• _Énoncé 1_
Répondez à ces questions d'après le texte sur l'affaire Furimond :
(a) Que Suzanne Furimond ramenait-elle de Mazan ?
(b) Dans quelle rue monsieur Malachian s'est-il rendu le lundi 15 mars 1948 ?
(c) Quel est le montant connu des transactions qu'elle avait réalisées avec des trafiquants de pièces d'or ?
• _Énoncé 2_
Recopiez le passage du texte sur l'affaire Furimond qui s'ouvre sur les mots contenant « Le lundi 15 » et se clôt sur « sont allés ensemble. ».
━━ Texte fourni ━━
Le mystérieux assassinat de Suzanne Furimond






Rapport d'enquête



Il s'est rendu plusieurs fois chez elle depuis qu'il la connaît. Il allait y chercher des œufs qu'elle ramenait de Mazan. Il a eu l'occasion de boire l'apéritif avec elle. Il n'a jamais vu personne chez elle. Il s'y est toujours rendu seul. A sa connaissance, elle ne buvait pas de pastis. Mais elle fumait volontiers.

Il croit que Suzanne Furimond était en bons termes avec les membres de sa famille. Elle était assez plaisante, mais dure en affaires et très intéressée. Elle n'aurait jamais reçu chez elle, pour traiter une affaire, quelqu'un qu'elle ne connaissait pas.

Le lundi 15 mars 1948, vers 9 heures, de sa propre initiative, monsieur Malachian s'est rendu rue Saint-Lazare pour savoir si, dans le voisinage, on avait de ses nouvelles. Il est ensuite allé chez monsieur Coder, un de ses voisins avec qui il est intime. C'est cet homme qui lui a donné l'idée d'aller voir dans le jardin, dans le garage et dans les dépendances, pour le cas où la disparue s'y serait trouvée. Ils y sont allés ensemble.

Le lundi 5 mai 1948, le commissaire Henin transmet au juge d'Instruction un rapport sur l'état de l'enquête au sujet de l'affaire Furimond. Il déclare :

Que madame Suzanne Furimond n'a pas été retrouvée à ce jour. Que ses proches affirment qu'elle n'était pas expansive, qu'elle cachait ses relations et ne dévoilait ses projets à personne. Qu'elle remplissait avec amour ses devoirs de mère. Que le milieu social qu'elle fréquentait était assez relevé. Que cependant, il a pu être établi qu'elle était en relation avec certains trafiquants de pièces d'or avec lesquels elle avait réalisé dans le passé des transactions assez importantes, de l'ordre de 750 000 frs pour ce qui en était connu. Elle était très intéressée, presque avare, méfiante, ne recevant pas n'importe qui chez elle. Mais susceptible de se laisser attirer dans un guet-apens si on lui faisait miroiter un quelconque gain d'importance.
━━━
━━ Données fournies ━━
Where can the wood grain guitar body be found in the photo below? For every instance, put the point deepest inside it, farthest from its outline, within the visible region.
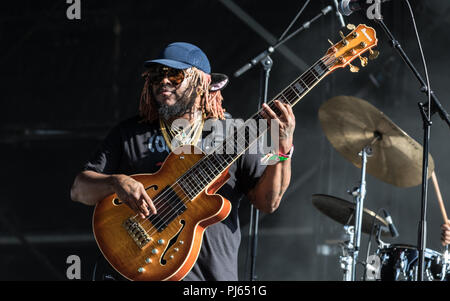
━━━
• _Résultat final 1_
(a) Elle ramenait des œufs de Mazan.
(b) Il s'est rendu rue Saint-Lazare.
(c) Ces transactions s'élevaient à environ 750 000 francs.

• _Résultat final 2_
Le lundi 15 mars 1948, vers 9 heures, de sa propre initiative, monsieur Malachian s'est rendu rue Saint-Lazare pour savoir si, dans le voisinage, on avait de ses nouvelles. Il est ensuite allé chez monsieur Coder, un de ses voisins avec qui il est intime. C'est cet homme qui lui a donné l'idée d'aller voir dans le jardin, dans le garage et dans les dépendances, pour le cas où la disparue s'y serait trouvée. Ils y sont allés ensemble.